## TASK PROMPT:
Continue the turkey neck soup recipe below from its last line, completing the remaining instructions.

This turkey neck soup is light, savory, and comforting. Often underutilized, turkey neck is full of flavor and shines in this recipe.
Course Soup
Cuisine Russian, Ukrainian
Prep Time 20 minutes
Cook Time 1 hour 30 minutes
Total Time 1 hour 50 minutes
Servings 8 servings
Calories 114kcal
Author Natalya Drozhzhin

Ingredients

  • 1 lb turkey necks
  • 2 carrots
  • 1 yellow onion
  • 1/3 cup rice
  • 2 potatoes
  • 1/2 cup chopped green onions
  • 1/3 cup chopped fresh dill
  • 1 tbsp salt adjust to taste
  • 1 tsp ground black pepper adjust to taste
  • 3 qt water

Instructions

  • Chop the carrot and onion into large pieces (no need to make it fancy, you will remove them from the broth later). In a large pot, boil the turkey necks, onion, and carrots for 60-90 minutes, or until the turkey meat falls off the neck bone.
    Pot with turkey necks and vegetables.

## LISTED RECORDS:
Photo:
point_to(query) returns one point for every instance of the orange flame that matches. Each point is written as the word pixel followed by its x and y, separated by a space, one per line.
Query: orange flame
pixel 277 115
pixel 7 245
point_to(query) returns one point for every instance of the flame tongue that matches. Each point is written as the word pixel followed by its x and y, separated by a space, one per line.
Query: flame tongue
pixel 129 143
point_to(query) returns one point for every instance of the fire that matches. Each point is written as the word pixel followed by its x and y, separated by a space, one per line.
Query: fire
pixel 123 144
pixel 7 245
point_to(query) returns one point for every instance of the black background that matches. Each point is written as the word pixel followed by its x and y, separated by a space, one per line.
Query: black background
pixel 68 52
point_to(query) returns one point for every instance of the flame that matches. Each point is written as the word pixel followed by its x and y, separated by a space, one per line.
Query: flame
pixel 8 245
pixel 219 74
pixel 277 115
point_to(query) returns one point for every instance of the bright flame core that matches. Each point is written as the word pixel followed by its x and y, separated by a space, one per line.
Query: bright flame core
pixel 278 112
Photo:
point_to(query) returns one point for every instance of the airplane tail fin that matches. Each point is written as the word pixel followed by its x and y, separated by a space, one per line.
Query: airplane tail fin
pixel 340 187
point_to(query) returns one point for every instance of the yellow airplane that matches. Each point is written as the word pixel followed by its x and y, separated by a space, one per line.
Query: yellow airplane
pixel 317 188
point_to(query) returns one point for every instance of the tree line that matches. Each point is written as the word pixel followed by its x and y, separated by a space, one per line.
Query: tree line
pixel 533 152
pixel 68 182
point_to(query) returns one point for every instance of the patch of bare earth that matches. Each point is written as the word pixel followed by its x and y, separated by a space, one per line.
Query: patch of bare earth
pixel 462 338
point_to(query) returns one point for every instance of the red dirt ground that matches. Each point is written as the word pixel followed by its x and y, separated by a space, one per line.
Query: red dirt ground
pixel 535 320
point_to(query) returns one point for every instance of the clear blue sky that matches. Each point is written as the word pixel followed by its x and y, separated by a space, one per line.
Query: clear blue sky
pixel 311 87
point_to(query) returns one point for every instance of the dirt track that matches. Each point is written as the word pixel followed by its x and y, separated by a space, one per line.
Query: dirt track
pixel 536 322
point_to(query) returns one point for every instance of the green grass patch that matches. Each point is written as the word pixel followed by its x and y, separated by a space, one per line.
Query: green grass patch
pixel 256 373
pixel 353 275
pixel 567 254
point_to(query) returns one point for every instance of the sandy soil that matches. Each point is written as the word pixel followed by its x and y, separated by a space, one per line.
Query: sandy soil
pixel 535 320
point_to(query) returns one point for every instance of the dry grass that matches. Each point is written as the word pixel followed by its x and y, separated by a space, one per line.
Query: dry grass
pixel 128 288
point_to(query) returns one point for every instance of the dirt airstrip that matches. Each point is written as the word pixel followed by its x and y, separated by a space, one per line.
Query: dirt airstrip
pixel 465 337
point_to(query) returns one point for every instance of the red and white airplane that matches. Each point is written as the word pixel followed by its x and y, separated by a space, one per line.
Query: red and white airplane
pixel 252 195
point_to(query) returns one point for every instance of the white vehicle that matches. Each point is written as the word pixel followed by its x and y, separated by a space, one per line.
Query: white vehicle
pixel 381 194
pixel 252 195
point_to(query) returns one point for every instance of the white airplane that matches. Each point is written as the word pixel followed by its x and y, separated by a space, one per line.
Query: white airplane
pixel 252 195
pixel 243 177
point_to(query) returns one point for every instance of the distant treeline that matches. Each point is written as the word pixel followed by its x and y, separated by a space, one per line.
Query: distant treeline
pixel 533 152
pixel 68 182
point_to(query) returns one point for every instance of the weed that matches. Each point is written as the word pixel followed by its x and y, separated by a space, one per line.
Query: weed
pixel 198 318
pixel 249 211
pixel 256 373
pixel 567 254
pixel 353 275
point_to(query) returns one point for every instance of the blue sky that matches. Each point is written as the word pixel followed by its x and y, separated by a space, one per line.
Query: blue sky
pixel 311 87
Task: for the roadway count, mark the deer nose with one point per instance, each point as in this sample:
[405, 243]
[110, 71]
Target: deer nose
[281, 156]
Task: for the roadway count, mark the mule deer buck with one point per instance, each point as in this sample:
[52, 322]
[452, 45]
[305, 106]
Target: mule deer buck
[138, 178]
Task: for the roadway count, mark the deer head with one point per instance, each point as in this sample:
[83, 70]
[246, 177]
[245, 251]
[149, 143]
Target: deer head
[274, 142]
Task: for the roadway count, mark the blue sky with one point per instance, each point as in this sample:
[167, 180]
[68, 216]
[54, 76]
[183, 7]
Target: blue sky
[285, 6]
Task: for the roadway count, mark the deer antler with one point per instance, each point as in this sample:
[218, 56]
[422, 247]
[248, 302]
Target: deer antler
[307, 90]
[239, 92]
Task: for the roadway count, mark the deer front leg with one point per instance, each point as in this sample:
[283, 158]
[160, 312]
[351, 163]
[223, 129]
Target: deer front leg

## EXPECTED OUTPUT:
  • Remove turkey necks from the broth and set aside. Drain the broth through a colander to remove the chunks of onion and carrots.
    Pot with cooked turkey neck broth and a strainer.
  • Place turkey necks and broth back into the large soup pot. Add in rice and let it simmer on low for about 20 minutes.
    Potatoes being added to boiling turkey neck soup.
  • Once the rice is cooked, add in the diced potato. Let the soup simmer until all ingredients are fully cooked. Season with salt and pepper to taste. Serve hot with a sprinkling of fresh dill and green onion.
    Cooked soup with cooked turkey neck.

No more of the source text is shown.